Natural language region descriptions
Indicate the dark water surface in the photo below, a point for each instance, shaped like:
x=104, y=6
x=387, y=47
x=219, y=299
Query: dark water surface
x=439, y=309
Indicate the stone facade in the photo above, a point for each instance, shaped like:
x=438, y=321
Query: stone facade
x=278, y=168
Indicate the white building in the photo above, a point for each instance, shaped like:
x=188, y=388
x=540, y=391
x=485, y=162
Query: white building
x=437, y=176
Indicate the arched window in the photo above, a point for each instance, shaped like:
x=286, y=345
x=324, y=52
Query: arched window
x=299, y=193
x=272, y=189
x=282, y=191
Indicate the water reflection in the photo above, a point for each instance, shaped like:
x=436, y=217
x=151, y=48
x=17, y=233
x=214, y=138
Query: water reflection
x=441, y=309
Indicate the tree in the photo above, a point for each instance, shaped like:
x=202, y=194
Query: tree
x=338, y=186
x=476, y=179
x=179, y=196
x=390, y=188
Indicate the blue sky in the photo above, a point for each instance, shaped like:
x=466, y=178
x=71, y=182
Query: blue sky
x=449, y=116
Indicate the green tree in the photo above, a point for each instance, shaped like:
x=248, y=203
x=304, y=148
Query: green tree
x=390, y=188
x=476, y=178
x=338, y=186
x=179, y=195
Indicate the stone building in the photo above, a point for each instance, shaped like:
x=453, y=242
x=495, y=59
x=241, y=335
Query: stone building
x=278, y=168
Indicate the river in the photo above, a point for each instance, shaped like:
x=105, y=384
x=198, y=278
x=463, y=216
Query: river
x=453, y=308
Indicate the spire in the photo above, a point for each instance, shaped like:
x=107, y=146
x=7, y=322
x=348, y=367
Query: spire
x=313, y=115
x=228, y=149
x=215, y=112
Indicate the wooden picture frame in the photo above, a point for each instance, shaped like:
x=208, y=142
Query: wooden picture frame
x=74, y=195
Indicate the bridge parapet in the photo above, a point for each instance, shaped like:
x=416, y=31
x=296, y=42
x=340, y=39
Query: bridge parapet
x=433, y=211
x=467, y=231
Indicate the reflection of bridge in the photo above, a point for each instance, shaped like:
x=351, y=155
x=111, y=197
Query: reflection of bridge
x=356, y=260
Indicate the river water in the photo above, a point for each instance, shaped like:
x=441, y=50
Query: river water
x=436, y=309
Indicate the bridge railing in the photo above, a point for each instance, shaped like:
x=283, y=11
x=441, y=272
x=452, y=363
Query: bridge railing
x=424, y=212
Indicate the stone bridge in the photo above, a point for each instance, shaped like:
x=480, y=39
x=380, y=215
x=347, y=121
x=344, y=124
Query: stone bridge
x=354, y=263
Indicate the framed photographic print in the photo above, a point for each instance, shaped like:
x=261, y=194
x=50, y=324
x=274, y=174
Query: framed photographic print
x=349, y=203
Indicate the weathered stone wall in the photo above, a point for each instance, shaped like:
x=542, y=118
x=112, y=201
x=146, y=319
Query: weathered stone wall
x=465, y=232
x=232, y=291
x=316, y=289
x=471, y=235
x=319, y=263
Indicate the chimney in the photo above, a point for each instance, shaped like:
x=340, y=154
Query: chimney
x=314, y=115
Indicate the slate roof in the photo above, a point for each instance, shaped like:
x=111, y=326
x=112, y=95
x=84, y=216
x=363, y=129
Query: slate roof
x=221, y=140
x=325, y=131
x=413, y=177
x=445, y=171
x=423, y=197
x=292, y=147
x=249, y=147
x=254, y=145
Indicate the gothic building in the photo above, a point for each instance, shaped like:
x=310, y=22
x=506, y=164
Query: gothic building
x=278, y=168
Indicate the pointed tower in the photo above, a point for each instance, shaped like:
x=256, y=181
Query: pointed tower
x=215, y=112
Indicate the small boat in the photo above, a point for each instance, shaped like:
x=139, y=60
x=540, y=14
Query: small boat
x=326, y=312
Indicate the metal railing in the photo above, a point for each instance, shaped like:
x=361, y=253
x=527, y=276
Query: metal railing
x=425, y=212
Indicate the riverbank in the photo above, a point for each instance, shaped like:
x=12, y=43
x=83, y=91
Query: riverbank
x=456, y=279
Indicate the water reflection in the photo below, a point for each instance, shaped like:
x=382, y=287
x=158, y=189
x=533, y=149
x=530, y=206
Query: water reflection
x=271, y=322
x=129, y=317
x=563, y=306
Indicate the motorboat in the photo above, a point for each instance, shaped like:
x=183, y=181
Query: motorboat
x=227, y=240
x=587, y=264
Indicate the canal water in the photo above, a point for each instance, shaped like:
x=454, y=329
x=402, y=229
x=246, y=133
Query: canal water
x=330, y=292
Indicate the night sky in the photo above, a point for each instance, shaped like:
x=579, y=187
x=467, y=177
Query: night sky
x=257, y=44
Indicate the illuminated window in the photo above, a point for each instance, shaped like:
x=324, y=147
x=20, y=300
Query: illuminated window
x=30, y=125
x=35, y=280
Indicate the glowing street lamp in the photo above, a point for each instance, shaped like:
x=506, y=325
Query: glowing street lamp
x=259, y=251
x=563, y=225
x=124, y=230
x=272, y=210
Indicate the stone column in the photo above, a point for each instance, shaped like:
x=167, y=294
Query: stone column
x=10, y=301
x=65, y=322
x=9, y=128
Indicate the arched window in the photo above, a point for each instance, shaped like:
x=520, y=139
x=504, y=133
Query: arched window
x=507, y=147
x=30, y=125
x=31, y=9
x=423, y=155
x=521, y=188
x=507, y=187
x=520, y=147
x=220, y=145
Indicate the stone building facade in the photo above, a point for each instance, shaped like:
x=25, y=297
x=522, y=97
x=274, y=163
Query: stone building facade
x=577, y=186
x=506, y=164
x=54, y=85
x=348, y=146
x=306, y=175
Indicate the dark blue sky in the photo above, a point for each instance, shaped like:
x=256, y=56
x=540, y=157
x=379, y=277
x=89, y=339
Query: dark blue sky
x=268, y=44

▸ **Task details**: Check each line of the data above for the word "below" and state how many lines contain it, with no other text.

▸ **Result**: 2